_PROBLEM TO SOLVE_
The reply should be the records repeated exactly, without any images.

_RECORDS FOR THE TASK_
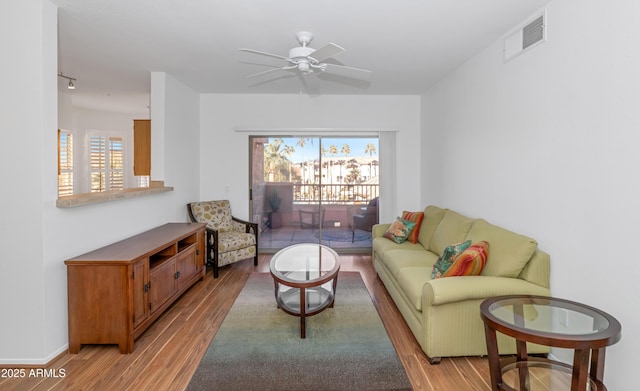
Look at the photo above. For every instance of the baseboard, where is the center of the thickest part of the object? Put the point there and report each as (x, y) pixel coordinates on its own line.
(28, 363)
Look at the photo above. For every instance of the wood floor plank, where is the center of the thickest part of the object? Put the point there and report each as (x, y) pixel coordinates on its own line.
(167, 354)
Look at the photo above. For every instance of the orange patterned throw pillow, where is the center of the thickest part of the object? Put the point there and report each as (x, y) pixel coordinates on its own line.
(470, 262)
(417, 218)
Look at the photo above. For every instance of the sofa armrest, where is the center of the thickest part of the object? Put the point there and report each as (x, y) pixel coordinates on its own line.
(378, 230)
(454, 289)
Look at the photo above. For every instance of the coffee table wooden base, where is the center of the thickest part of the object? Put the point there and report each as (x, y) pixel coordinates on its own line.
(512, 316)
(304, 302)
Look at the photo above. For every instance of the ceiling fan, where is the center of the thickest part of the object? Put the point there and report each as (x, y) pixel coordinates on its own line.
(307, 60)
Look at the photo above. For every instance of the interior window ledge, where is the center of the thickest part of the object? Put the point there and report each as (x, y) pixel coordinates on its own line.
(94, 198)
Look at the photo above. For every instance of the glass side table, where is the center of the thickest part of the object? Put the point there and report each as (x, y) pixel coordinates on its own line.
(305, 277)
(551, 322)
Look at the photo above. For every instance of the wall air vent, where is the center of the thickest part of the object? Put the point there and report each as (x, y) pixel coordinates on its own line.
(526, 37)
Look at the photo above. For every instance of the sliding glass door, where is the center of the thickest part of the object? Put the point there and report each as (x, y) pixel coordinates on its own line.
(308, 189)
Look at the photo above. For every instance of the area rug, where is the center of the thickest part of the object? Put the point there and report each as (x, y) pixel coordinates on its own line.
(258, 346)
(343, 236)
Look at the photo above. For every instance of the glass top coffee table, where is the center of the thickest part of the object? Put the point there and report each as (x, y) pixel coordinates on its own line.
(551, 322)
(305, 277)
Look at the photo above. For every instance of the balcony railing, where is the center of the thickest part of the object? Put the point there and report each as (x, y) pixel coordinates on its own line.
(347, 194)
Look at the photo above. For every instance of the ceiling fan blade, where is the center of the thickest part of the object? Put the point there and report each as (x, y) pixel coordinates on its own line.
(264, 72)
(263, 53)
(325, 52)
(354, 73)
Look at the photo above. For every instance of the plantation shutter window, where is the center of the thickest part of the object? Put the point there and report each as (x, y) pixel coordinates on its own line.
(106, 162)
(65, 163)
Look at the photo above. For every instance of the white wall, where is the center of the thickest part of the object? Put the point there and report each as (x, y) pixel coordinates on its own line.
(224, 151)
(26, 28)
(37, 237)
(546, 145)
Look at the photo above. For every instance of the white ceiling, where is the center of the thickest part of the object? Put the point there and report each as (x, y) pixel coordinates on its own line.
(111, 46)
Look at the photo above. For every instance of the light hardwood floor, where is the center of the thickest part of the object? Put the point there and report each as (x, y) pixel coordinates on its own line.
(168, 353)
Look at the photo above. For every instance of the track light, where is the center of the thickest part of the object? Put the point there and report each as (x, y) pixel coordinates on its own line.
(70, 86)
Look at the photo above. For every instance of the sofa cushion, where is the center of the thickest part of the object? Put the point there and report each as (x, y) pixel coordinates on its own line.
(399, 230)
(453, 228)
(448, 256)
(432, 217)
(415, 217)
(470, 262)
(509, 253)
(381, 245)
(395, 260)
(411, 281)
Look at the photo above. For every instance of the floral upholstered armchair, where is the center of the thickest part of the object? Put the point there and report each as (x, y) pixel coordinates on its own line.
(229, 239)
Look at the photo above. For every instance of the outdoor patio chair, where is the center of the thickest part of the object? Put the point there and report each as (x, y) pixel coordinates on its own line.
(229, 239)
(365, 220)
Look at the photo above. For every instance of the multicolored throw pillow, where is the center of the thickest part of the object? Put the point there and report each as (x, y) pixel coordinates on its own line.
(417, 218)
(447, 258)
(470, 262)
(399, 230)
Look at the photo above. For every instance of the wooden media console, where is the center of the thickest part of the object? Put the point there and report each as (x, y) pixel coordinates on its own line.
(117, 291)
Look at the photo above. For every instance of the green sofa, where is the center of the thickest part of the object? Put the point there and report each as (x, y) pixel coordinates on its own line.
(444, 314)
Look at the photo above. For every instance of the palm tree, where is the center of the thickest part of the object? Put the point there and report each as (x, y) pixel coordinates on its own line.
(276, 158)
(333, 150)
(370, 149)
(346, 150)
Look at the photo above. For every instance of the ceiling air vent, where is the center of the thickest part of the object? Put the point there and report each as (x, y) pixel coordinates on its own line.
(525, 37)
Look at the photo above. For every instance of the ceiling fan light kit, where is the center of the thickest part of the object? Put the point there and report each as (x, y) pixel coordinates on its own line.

_FINISHED TASK_
Look at the photo above. For every instance of the baseboard, where is the center of the thickest part of the object? Put the point there and report each as (x, y) pixel coordinates on its own line.
(28, 363)
Look at the photo above. For every instance of the wood floor plank, where is the center of the thickest part of the object? Put the point there and report each as (x, y) pixel coordinates on its own line.
(167, 354)
Look at the photo above. For every instance of the orange patterned throw pillow, where is the center of the thickest part of the object? Put the point there and report each as (x, y) pixel coordinates on its own line.
(470, 262)
(417, 218)
Look at the photo above. For every instance of the sofa armrest, where is the center of the thickest part of the object? Put the point there and report each as (x, y) pixel coordinates on its own line.
(378, 230)
(454, 289)
Look at the photo above. For every instance of the coffee table wooden base, where is the center of the thickest part of the object? Put the point there and report each as (x, y) pixel coordinates on its own line.
(512, 316)
(304, 302)
Look at the photo above. For every instance of the ceiling fan, where is the center of the thickest part of the object? Put the point there and report each as (x, y) pixel coordinates on its own line.
(307, 60)
Look at the photo above. For every instance of the interior window ledge, where is the center of the thickest part of the object? Put the point there and report each as (x, y) pixel coordinates on its own line.
(94, 198)
Look at the photo above. For every instance of the glass side table, where is the center of the thickest part of the object? Put the point there and report each as (x, y) pixel coordinates on its own line.
(305, 277)
(551, 322)
Look at the photo above. For every instance of the wall air vent, where is the center of the thickest part of the object? Put the point there and report each as (x, y) pixel coordinates on its own line.
(526, 37)
Look at the photo above. For every instance of the sliding glass door, where is the center of the thickest part of the object? Put the point there and report each as (x, y) pixel coordinates on its own line.
(308, 189)
Look at the photo above. For every instance of the area rug, where is the center of the thickest part of the object? Put the point there and report each as (x, y) pixel coordinates on its own line.
(258, 346)
(343, 236)
Look at the photo above. For every instance of the glass top coffee table, where is the center of the thickest part of the object? Put the point there and report each as (x, y) pixel coordinates on its own line.
(551, 322)
(305, 277)
Look at the photo above. For every instance of the balcony railing, where is the center of the thickest part of the object? Put the point there and report each as (x, y) pixel coordinates on its own line.
(347, 194)
Look at the photo above. For every instance of the ceiling fan blade, where is the center of the thickest part of the object? Put the point there and report each as (x, y) pixel coordinates on its own line.
(264, 72)
(263, 53)
(325, 52)
(354, 73)
Look at the photo above. For every instance of the plantation shutter window, where is the center of the thickest part of the object? Put the point there and report each as (x, y) pixel coordinates on its own line.
(106, 162)
(65, 163)
Look at the photo above. For every instance of the white wall, where is the center of the thickest part of the object? Put the point there and report each as (x, y) pixel coordinates on its own line.
(224, 151)
(26, 28)
(37, 237)
(546, 145)
Look at the photo above. For every instance of the white ceiling, where is the center of the thickest part of the object? Put the point there and report each as (x, y) pixel coordinates on its own line.
(111, 46)
Look at the photo above. For every instance of the light hardwood floor, where is the center of the thickest part of the object? Put the point there and report each as (x, y) pixel coordinates on its own line.
(168, 353)
Look at the photo above. For every instance of the track light, where is the center of the thickest part of the object? Put the point there and report each as (x, y) pixel coordinates on its own line.
(70, 86)
Look at the photo above. For every instance of the sofa cushion, where is the center of the thickest part of the object? Put the point there and report each as (x, y) pixel coordinates on its own line.
(399, 230)
(453, 228)
(448, 256)
(432, 217)
(415, 217)
(470, 262)
(509, 253)
(381, 245)
(395, 260)
(411, 281)
Look at the photo above. For every instance of the floral upholstered armchair, where is the center of the thickest part of the object? Put the point there and report each as (x, y) pixel coordinates on its own line.
(229, 239)
Look at the photo above. For every instance of the outdoor patio chair, where is the center of the thickest part of the object? Put the point there and report each as (x, y) pixel coordinates on its own line.
(229, 239)
(365, 220)
Look at the photo above. For every instance of the multicolored throw pillow, where is the center of the thickest part of the object? Put the point there and report each as (x, y) pixel coordinates on its own line.
(417, 218)
(447, 258)
(470, 262)
(399, 230)
Look at the photo above. For every instance of the wooden media console, where is the center of the thickest part of the object? Put the point there and report each as (x, y) pixel coordinates on its own line.
(117, 291)
Look at the photo above. For every instance of the green sofa, where is the center of the thickest part of the object? Put the point there and report each as (x, y) pixel coordinates on its own line.
(444, 314)
Look at the photo above. For every instance of the palm tree, where is the center of the thickest part of the object? Put the point there and report each as (x, y) pixel coordinates on its own line.
(276, 158)
(333, 150)
(370, 149)
(346, 150)
Look at the photo above. For every instance of the ceiling air vent, where is the center of the thickest part of the object? Put the point there and report each as (x, y) pixel coordinates on its own line.
(525, 37)
Look at the photo above. For every instance of the ceiling fan light kit, where is the center of the thickest part of the object? Put the point there and report each as (x, y) pixel coordinates on its own line.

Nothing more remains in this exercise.